● Directive
Starting from the line containing "Please indicate the tree", write out every remaining line exactly, the last one included.

-------------------------

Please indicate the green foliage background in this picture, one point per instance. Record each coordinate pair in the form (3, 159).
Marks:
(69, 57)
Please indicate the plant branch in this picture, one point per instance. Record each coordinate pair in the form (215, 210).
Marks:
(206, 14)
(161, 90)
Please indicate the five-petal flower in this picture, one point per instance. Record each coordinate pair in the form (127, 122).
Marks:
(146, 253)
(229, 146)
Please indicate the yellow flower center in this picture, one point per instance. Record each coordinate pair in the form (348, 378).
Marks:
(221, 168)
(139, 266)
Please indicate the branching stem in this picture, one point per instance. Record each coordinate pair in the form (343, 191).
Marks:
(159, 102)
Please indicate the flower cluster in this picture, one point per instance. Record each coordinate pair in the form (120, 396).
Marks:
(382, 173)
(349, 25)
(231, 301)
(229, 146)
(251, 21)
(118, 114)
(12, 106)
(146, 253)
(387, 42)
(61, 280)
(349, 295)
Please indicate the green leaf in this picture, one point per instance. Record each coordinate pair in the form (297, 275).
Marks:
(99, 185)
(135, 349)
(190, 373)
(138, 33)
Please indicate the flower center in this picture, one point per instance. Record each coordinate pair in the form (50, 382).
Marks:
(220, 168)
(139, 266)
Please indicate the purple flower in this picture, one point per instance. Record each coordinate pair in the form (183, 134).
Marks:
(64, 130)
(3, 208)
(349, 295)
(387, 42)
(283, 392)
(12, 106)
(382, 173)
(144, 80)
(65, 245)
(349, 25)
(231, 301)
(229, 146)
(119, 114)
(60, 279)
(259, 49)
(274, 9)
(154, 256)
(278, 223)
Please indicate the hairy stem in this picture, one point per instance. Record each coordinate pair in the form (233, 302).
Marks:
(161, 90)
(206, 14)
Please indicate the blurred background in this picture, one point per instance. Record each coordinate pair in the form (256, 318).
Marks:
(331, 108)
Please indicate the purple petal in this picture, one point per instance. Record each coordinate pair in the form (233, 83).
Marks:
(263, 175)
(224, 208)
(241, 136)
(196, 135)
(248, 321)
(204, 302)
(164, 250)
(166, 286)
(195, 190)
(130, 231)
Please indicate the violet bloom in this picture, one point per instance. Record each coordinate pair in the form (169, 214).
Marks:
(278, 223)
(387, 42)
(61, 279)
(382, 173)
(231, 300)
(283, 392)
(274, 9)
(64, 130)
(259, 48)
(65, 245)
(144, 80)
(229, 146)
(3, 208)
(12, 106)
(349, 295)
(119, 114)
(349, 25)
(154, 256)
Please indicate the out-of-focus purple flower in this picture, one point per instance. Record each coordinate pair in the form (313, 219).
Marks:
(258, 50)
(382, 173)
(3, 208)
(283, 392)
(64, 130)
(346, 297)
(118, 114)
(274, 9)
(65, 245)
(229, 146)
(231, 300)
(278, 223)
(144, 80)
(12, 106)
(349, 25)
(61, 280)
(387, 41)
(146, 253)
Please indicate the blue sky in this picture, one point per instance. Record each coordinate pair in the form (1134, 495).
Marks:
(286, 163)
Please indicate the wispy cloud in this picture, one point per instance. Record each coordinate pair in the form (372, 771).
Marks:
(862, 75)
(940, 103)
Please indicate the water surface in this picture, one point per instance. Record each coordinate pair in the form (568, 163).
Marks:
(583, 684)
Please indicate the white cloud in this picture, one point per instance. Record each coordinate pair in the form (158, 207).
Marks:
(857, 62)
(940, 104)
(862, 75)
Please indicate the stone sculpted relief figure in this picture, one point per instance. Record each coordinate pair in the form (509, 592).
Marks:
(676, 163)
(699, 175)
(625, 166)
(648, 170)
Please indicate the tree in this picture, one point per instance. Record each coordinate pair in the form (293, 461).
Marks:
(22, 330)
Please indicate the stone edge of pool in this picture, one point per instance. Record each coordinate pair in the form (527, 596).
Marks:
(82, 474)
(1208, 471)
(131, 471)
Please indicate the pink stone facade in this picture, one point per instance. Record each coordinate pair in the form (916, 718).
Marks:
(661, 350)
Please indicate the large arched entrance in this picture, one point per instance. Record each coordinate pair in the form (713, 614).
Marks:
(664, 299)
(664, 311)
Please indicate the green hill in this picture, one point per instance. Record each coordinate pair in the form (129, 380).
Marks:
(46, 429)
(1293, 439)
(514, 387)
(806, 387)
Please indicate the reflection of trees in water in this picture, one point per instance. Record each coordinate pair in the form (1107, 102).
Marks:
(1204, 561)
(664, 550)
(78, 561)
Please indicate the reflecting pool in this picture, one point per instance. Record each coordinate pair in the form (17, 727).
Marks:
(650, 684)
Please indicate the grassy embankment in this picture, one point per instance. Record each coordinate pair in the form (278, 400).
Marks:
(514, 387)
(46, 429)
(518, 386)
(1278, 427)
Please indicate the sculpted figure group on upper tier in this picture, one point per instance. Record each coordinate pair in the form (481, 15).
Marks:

-------------------------

● Answer
Please indicate the tree in this picture, one point per instance. Record each coordinate pair in the form (293, 461).
Marks:
(22, 330)
Please indicate the stone edge of pool in this picture, one point per instance. Record each coordinate pair in the form (527, 596).
Marks:
(82, 474)
(1208, 471)
(131, 471)
Please indicate the pink stone facade in this picture, one point per instance. Record each coordinate pair in the form (916, 718).
Marks:
(661, 350)
Please indicate the large arched entrance in this picture, one point per instance. Record each coordinate pair in the form (713, 614).
Marks:
(664, 299)
(664, 311)
Please indicate the green hill in this picture, one point per instance. Record each coordinate pair in the form (129, 380).
Marks:
(46, 429)
(1293, 439)
(514, 387)
(806, 387)
Please indicate the reflection of trees in water in this picture, one point per instance. Record each coordinate pair in the form (1107, 102).
Marks:
(1204, 561)
(664, 550)
(78, 561)
Please indicate the reflecting pool in this picture, one point per instance. Record each coordinate pair in the form (17, 727).
Marks:
(650, 684)
Please indicate the grassy embankment in this picture, one point per instance. Record each coordinate pair in the form (278, 400).
Marks:
(514, 387)
(46, 429)
(518, 386)
(1278, 427)
Please indicate the sculpted figure group on upper tier in this picture, one point per instance. Record each coordinate pair in the form (481, 15).
Marks:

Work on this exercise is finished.